▶ _YOUR INSTRUCTIONS_
Pull out every line of the data below that contains the string "cabinet", and copy each one in full.

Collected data
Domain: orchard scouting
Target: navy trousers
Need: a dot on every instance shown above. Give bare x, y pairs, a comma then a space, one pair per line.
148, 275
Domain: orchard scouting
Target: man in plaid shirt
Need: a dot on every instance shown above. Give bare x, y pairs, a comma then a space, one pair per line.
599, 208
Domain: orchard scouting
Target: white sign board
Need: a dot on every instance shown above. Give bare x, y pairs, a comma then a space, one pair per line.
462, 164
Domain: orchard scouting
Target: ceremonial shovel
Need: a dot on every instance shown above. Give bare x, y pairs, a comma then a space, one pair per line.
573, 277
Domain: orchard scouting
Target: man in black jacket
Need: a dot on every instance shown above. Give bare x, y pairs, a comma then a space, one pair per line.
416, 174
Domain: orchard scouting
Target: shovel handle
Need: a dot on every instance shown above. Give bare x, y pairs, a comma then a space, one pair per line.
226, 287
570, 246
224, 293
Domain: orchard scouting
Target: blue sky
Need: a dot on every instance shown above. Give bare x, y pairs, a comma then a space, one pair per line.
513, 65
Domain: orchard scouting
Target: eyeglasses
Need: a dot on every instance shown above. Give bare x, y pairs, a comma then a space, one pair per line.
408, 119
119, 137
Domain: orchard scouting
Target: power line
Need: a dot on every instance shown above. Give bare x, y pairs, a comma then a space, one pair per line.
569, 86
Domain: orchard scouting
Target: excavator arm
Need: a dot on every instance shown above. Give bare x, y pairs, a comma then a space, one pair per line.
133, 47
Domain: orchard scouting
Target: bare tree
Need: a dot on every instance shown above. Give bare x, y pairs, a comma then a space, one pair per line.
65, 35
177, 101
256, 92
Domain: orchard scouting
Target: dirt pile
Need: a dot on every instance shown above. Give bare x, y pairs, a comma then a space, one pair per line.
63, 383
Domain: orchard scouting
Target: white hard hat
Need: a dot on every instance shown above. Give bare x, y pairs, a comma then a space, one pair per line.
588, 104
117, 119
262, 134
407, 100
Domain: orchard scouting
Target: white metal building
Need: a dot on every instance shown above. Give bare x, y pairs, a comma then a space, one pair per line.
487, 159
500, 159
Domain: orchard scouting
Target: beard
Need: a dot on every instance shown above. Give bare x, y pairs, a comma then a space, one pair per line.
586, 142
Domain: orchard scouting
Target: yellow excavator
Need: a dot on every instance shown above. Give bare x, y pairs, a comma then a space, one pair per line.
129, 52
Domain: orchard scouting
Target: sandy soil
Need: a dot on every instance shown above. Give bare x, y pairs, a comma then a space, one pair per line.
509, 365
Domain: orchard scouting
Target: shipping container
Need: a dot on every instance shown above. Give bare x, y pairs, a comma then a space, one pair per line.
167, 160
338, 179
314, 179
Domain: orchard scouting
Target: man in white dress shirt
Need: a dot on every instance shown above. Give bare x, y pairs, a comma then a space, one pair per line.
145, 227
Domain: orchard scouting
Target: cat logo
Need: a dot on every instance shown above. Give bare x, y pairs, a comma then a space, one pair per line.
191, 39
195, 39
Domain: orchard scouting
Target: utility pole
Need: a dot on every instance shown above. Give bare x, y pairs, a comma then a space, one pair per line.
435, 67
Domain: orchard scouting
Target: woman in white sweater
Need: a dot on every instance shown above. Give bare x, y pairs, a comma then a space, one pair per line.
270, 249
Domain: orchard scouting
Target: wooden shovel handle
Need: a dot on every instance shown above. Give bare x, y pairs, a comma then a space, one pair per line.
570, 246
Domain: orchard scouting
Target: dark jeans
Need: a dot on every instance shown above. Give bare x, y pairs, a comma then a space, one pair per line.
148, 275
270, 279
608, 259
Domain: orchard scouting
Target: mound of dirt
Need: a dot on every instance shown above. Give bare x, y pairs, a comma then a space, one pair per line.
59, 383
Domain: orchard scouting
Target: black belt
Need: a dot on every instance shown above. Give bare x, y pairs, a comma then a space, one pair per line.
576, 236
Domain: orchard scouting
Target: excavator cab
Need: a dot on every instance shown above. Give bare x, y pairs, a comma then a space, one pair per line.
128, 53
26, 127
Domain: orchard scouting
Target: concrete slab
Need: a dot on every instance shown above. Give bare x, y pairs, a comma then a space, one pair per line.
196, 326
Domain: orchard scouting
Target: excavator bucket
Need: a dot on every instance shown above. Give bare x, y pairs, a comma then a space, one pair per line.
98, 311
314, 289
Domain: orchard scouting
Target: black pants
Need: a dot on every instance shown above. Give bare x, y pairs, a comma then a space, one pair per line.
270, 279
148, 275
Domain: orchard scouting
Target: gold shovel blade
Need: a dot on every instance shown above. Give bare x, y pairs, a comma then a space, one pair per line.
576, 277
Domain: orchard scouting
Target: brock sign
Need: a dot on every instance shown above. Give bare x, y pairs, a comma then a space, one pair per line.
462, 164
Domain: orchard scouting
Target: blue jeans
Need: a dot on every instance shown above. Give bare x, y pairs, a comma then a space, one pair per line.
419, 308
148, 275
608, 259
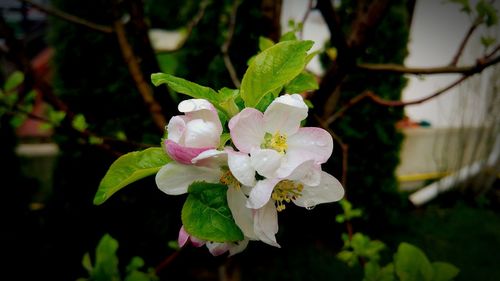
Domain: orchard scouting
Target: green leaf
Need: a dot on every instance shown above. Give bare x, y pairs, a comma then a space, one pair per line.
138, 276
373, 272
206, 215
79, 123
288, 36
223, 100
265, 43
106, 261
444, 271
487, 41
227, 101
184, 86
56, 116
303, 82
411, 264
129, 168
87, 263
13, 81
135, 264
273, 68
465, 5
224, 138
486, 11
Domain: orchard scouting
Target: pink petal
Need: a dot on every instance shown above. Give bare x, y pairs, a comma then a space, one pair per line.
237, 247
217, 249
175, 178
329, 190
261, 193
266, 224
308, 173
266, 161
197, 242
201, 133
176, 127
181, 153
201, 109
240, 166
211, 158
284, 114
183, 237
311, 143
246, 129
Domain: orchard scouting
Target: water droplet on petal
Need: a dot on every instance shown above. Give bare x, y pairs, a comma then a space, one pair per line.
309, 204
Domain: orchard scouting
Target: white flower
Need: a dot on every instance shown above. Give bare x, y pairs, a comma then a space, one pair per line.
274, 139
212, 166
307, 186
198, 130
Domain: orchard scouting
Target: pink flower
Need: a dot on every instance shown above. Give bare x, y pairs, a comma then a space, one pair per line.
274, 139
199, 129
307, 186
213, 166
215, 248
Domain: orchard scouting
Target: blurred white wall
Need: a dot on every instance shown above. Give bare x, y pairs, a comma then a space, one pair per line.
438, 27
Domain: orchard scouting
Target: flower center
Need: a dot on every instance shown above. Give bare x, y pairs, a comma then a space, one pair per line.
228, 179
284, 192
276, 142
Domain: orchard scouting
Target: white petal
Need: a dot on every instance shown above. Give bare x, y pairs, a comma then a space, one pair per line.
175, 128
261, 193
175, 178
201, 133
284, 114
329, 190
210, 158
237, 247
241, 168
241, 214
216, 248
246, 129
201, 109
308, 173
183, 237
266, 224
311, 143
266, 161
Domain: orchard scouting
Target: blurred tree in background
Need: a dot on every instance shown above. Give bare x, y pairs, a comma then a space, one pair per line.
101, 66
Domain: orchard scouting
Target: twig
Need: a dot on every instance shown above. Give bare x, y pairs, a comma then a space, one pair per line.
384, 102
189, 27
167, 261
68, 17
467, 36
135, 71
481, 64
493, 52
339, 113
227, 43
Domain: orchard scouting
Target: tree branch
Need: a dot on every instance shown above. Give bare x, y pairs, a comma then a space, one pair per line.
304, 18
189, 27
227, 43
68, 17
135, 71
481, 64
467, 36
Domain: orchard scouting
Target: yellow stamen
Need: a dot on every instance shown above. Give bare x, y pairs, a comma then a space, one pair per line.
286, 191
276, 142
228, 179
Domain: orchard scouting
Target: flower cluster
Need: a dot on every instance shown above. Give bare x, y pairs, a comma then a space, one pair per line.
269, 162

==

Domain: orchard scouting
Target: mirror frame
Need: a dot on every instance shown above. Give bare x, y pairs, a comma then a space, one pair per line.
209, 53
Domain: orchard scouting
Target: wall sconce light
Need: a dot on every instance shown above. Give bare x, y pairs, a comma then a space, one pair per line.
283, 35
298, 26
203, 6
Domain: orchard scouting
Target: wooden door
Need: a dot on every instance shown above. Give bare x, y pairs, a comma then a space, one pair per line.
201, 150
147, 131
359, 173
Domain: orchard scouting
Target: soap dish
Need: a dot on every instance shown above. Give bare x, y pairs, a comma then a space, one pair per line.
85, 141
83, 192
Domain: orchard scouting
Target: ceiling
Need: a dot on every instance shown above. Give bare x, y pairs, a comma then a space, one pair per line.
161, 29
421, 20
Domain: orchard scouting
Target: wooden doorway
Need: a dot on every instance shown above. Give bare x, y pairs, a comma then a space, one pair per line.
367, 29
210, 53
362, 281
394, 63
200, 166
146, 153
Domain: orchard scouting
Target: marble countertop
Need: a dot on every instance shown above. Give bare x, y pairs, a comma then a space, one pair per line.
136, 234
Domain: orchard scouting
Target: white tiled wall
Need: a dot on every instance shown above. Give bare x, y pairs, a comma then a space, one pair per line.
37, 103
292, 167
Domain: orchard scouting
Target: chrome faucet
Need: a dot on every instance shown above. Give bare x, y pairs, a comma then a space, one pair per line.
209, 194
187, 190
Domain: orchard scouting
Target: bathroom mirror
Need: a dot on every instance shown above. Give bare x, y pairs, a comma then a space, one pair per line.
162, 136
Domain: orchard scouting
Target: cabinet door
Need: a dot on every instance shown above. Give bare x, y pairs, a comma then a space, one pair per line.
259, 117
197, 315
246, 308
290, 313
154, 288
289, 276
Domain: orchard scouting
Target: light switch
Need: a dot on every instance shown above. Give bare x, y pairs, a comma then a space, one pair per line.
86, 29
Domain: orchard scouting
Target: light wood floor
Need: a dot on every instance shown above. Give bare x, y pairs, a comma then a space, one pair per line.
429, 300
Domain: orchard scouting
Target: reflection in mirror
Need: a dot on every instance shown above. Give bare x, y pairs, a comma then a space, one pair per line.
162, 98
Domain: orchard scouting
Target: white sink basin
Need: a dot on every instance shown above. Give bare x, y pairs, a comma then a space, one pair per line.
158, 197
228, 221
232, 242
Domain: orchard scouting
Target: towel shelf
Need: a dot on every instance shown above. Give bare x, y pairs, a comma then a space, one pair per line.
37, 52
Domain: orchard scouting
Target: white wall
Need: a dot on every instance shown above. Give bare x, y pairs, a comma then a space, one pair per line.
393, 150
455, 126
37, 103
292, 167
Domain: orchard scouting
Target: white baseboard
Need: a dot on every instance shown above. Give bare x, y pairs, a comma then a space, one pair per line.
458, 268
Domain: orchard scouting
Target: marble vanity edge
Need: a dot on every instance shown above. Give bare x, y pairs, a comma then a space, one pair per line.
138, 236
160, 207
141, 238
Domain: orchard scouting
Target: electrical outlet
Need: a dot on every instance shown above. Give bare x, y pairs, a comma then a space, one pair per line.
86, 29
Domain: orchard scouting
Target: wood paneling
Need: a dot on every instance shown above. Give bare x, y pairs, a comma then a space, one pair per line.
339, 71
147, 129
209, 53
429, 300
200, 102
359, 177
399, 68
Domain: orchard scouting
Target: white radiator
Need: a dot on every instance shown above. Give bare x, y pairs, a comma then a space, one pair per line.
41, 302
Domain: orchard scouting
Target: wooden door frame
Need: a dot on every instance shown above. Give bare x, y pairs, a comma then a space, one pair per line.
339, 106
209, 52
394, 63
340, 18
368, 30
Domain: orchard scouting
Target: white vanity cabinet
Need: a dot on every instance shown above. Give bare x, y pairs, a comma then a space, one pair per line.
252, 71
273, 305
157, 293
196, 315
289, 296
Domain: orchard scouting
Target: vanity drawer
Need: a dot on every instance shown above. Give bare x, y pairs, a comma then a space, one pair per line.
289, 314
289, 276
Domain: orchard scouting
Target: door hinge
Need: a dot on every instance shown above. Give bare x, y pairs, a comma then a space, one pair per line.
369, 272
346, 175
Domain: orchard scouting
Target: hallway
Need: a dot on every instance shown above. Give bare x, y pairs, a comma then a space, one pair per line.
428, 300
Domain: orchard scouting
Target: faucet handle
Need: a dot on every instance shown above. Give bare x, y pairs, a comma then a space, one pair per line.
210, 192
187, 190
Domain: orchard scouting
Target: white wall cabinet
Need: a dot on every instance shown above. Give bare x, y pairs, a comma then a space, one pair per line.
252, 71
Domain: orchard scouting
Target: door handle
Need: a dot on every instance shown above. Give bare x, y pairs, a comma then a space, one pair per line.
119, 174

▶ _EXERCISE ANSWER_
Target: cabinet door
Target: white vanity cabinet
Target: white wall cabinet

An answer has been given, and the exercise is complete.